Saved entries

┄┄┄┄┄┄

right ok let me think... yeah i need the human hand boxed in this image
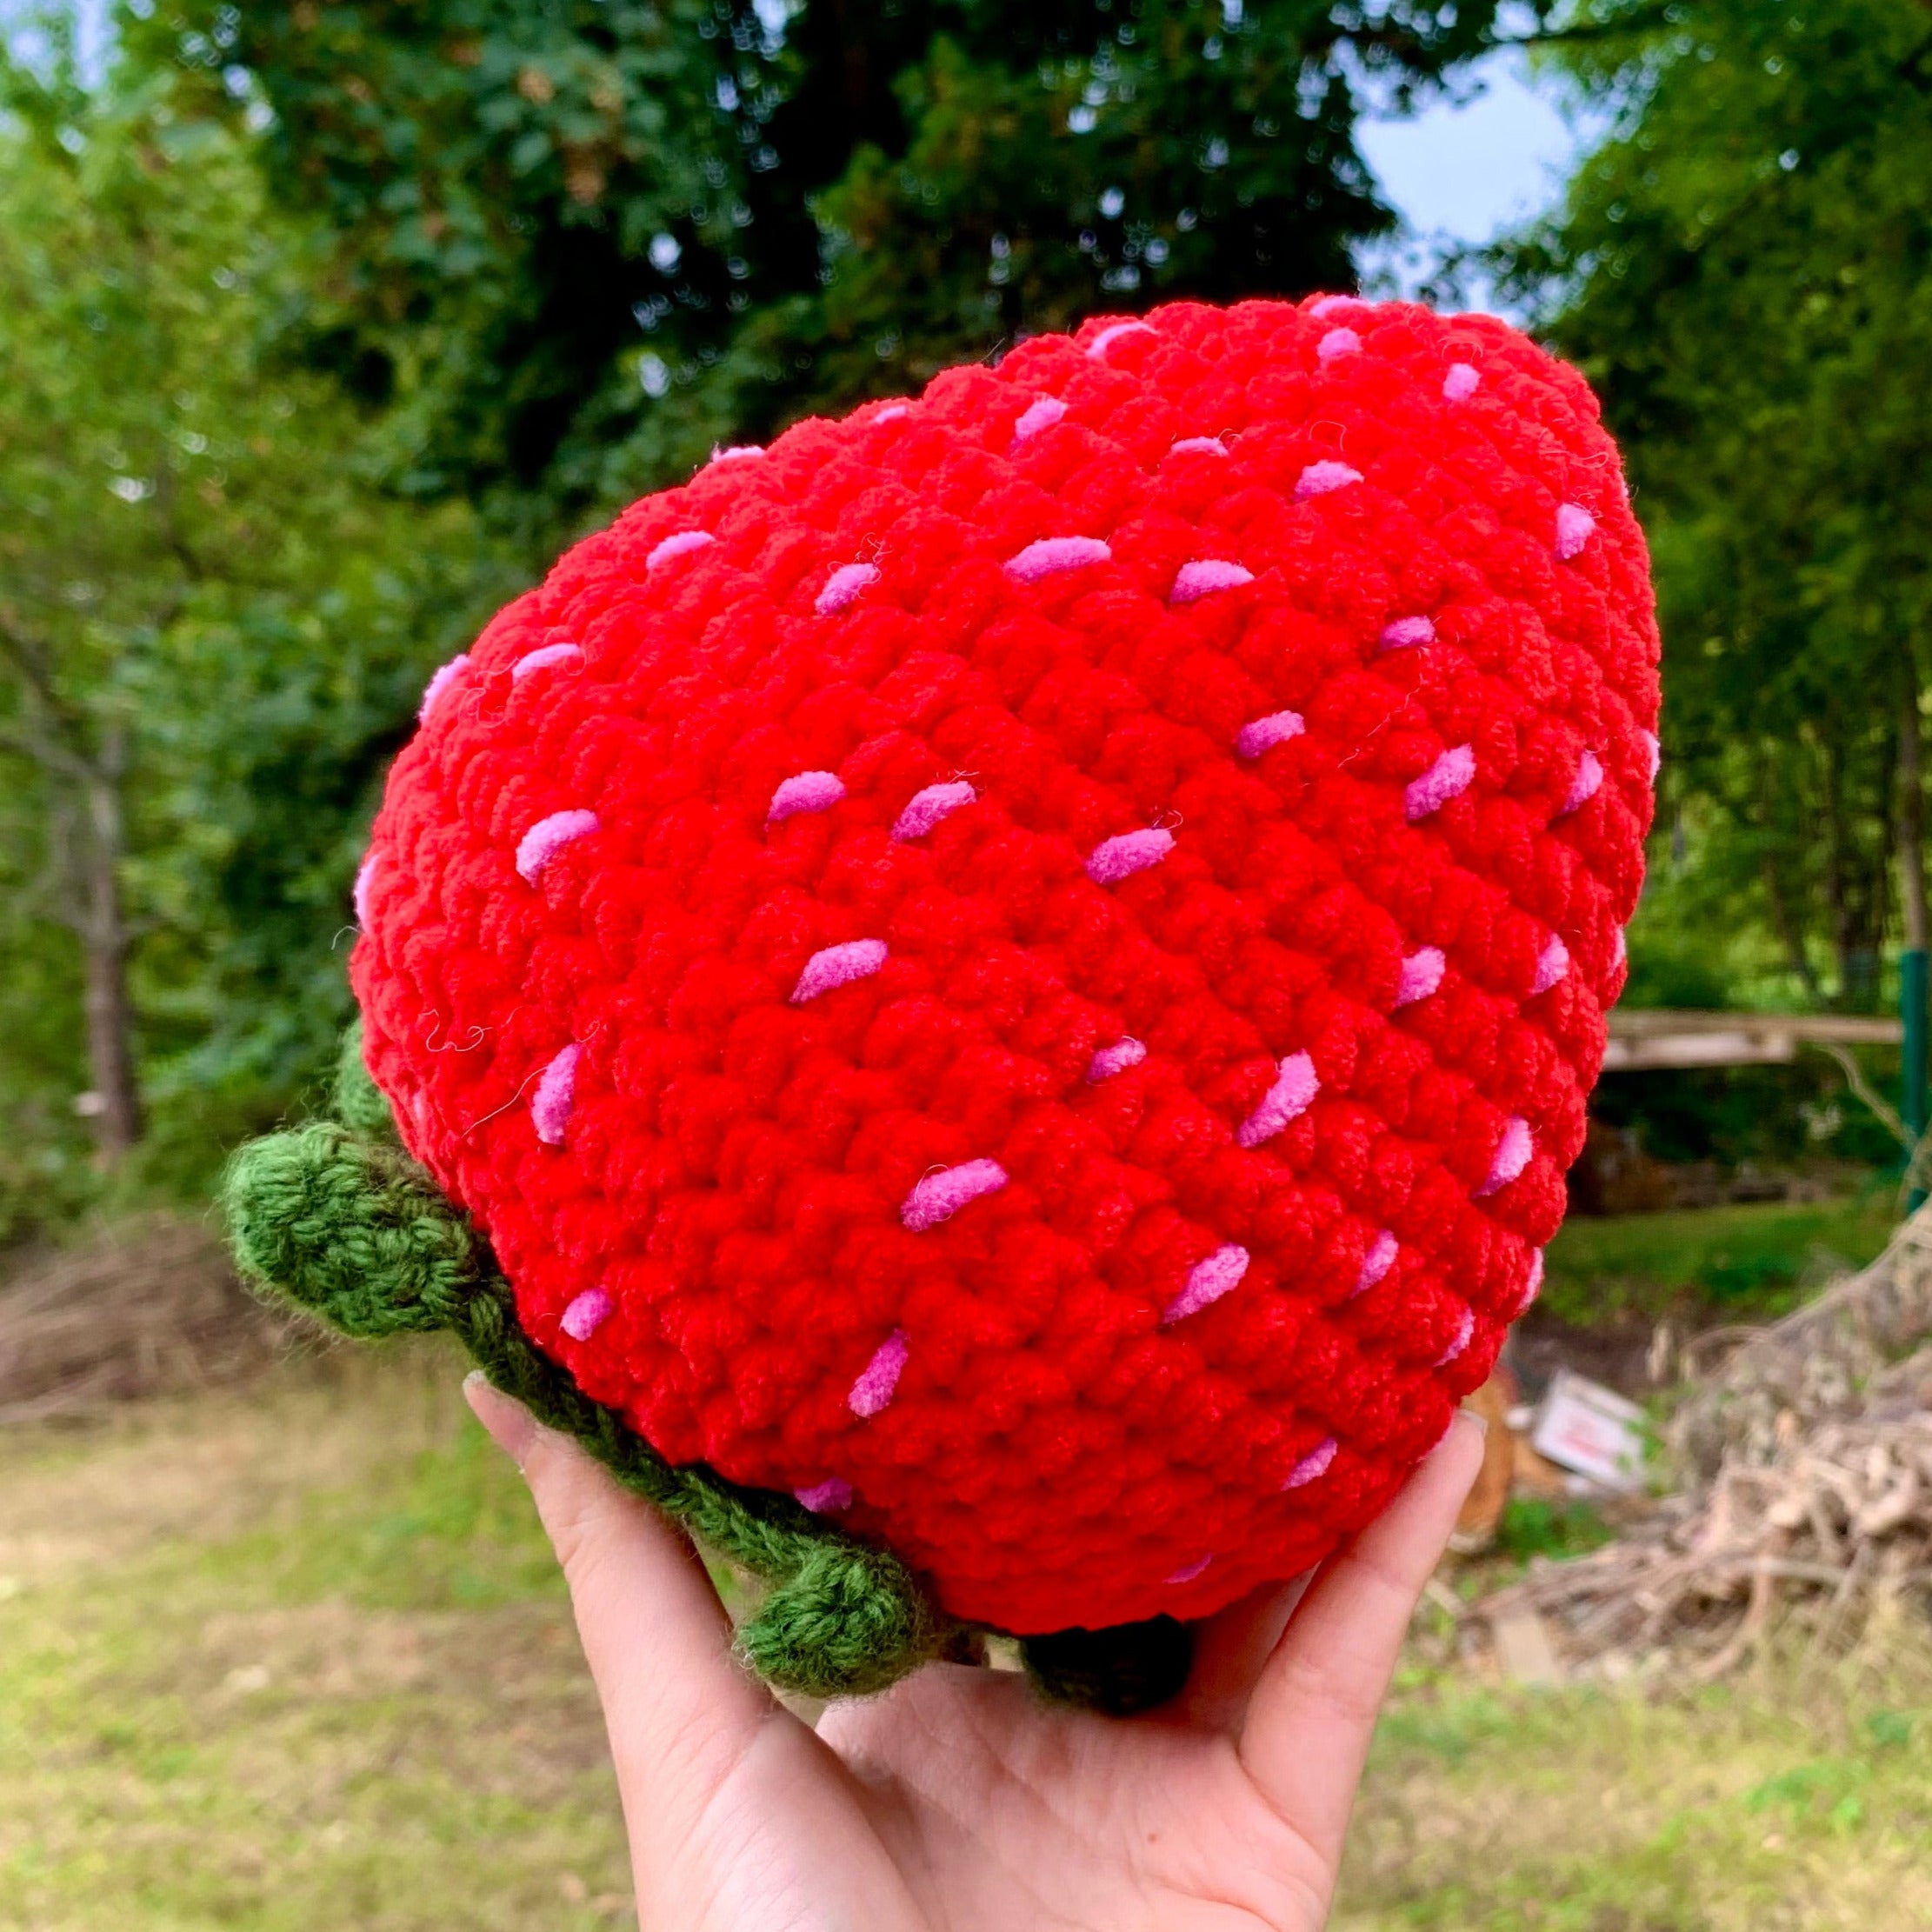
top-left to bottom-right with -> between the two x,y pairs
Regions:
467,1374 -> 1482,1932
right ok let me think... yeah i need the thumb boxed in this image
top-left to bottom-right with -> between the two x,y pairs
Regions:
464,1374 -> 775,1794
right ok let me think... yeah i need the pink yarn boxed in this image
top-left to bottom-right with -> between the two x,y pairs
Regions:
1516,1249 -> 1546,1316
1641,729 -> 1661,780
352,856 -> 377,927
1236,1051 -> 1320,1148
1404,744 -> 1476,821
510,642 -> 583,683
1163,1244 -> 1250,1323
1442,362 -> 1482,403
815,562 -> 880,616
1014,396 -> 1068,441
1235,710 -> 1306,758
1296,460 -> 1364,500
901,1159 -> 1009,1232
1532,936 -> 1570,996
1614,927 -> 1629,969
1476,1116 -> 1533,1197
791,938 -> 888,1004
1087,320 -> 1155,359
417,653 -> 470,721
646,529 -> 715,571
1317,327 -> 1362,362
1556,503 -> 1596,560
1282,1437 -> 1338,1489
1379,615 -> 1436,651
1353,1229 -> 1399,1297
1560,749 -> 1603,817
531,1043 -> 581,1147
1170,436 -> 1227,456
1394,947 -> 1446,1009
1435,1307 -> 1475,1369
710,443 -> 765,463
1004,536 -> 1112,583
515,809 -> 598,884
795,1477 -> 855,1513
891,779 -> 976,842
848,1330 -> 909,1417
767,769 -> 845,825
1165,1554 -> 1213,1585
870,403 -> 909,424
1086,1037 -> 1148,1083
1309,295 -> 1362,318
1169,558 -> 1254,605
1086,827 -> 1175,885
560,1288 -> 613,1342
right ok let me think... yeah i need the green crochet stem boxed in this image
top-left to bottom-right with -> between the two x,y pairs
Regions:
221,1023 -> 1190,1710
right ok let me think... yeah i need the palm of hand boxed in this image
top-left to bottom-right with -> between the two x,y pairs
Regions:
468,1377 -> 1481,1932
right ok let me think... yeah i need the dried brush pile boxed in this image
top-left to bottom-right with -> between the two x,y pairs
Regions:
1481,1209 -> 1932,1681
0,1216 -> 294,1422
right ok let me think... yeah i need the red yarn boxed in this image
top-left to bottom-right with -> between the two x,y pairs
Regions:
352,297 -> 1658,1635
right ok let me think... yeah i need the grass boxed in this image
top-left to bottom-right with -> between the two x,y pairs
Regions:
1540,1195 -> 1898,1327
2,1343 -> 1928,1929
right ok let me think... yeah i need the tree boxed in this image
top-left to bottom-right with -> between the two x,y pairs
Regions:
137,0 -> 1549,530
0,37 -> 500,1188
1505,0 -> 1932,1009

┄┄┄┄┄┄

§ Task description: Tally the lines of the records above that contain the word "think". Give only the total.

§ Answer to the problem: 9